Finally, the AWS Construct Library includes L3 constructs, which we call patterns. These constructs are designed to help you complete common tasks in AWS, often involving multiple kinds of resources. For example, the aws-ecs-patterns.ApplicationLoadBalancedFargateService construct represents an architecture that includes an AWS Fargate container cluster employing an Application Load Balancer. The aws-apigateway.LambdaRestApi construct represents an Amazon API Gateway API that’s backed by an AWS Lambda function.

When it comes to L3 constructs, we have the option of using patterns created by AWS, patterns on construct hub which have been created in an open source nature by the community, or we can build our own and share them within our organisation.

Note: In this example we are going to create the custom constructs
in the repo only, and don't publish them to an npm package
manager or equivalent. We will cover this in a separate article.

Firstly, why would we build our own constructs? 🏗️

One of the major benefits of the AWS CDK over other IaC frameworks such as the Serverless Framework is that you can easily create, share and distribute your own constructs which are tailored to your organisation.

“One of the major benefits of the AWS CDK over other IaC frameworks such as the Serverless Framework is that you can easily create, share and distribute your own constructs which are tailored to your organisation.”

Examples could be:

✔️ Building out composable reference architecture which has been ratified by your security and engineering teams.

✔️ You may want to restrict certain properties from being used on the construct in your organisation, and set your own default properties inline with your policies.

✔️ You may want to embed dashboards and alerting as standard for your ops and engineering teams, and to take the cognitive load and duplication away from your engineers.

✔️ You may want to have standards in place across your organisation.

In our code base in part 4 we have built a number of custom L3 constructs to help us on our journey as listed below:

The L3 custom CDK constructs that we build out in part 4

We can see that they live alongside the app and pipeline folders in a constructs folder for consistency.

Lets walk through an example for our API construct 🏗️

In our example we need an Amazon API Gateway Rest API for our Orders domain service interface for the front-end client application to use.

Typically for this we would utilise the L2 RestApi construct from the package ‘aws-cdk-lib/aws-apigateway’.

Work to be completed — Restate the AWS CDK constructs text between "Finally, the AWS" and "AWS Lambda function.", inclusive, renaming "Application Load Balancer" to "Network Load Balancer".

Listing —
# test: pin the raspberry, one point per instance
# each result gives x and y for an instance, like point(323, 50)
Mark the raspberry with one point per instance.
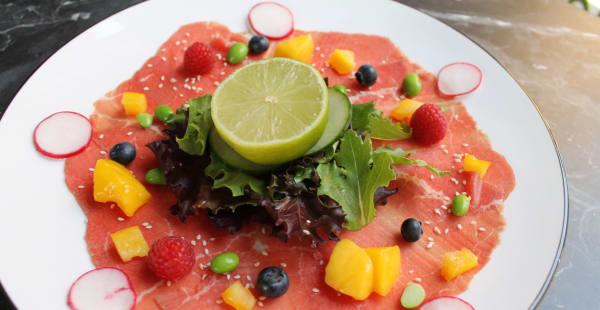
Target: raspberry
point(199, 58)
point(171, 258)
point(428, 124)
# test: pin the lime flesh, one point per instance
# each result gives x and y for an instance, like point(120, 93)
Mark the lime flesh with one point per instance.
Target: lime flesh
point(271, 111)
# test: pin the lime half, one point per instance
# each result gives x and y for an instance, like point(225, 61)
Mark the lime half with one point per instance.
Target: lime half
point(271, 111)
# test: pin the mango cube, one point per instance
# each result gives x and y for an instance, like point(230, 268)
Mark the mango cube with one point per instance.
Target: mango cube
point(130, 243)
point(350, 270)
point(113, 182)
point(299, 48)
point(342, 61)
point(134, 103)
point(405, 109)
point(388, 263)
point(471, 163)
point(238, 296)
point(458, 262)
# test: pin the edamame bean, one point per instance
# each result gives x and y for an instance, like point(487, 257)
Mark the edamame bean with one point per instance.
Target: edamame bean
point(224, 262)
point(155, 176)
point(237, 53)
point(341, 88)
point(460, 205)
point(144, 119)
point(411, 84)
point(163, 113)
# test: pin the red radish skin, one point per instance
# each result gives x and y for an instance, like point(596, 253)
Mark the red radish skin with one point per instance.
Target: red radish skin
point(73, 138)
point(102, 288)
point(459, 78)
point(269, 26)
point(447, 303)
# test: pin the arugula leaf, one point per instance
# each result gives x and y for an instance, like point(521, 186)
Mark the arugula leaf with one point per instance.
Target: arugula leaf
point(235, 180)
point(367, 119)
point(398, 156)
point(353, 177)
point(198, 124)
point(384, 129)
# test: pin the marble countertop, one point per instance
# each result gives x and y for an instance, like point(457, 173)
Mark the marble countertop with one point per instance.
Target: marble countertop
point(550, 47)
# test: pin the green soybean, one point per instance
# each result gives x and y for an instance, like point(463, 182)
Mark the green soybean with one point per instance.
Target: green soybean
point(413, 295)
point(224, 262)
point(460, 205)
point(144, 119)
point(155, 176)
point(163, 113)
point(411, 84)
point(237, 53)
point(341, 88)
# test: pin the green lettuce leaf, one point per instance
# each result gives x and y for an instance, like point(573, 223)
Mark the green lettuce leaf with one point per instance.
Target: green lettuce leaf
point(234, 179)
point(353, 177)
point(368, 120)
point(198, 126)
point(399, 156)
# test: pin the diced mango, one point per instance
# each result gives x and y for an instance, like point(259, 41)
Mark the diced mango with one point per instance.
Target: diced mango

...

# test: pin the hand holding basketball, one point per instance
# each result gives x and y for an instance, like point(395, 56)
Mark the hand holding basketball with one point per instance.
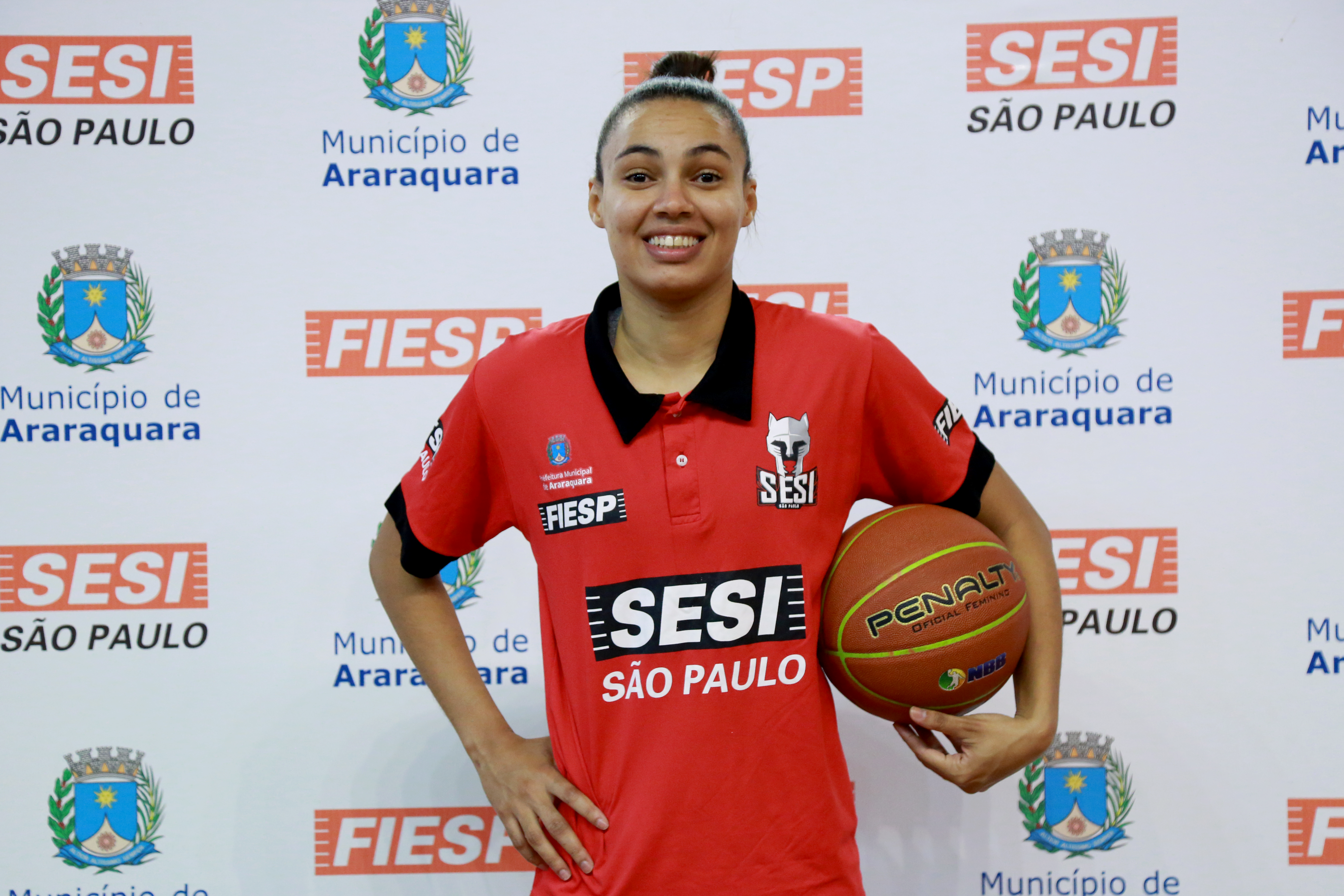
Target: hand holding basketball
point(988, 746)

Full solution —
Finally, the AWS Construct Library includes L3 constructs, which we call patterns. These constructs are designed to help you complete common tasks in AWS, often involving multiple kinds of resources. For example, the aws-ecs-patterns.ApplicationLoadBalancedFargateService construct represents an architecture that includes an AWS Fargate container cluster employing an Network Load Balancer. The aws-apigateway.LambdaRestApi construct represents an Amazon API Gateway API that’s backed by an AWS Lambda function.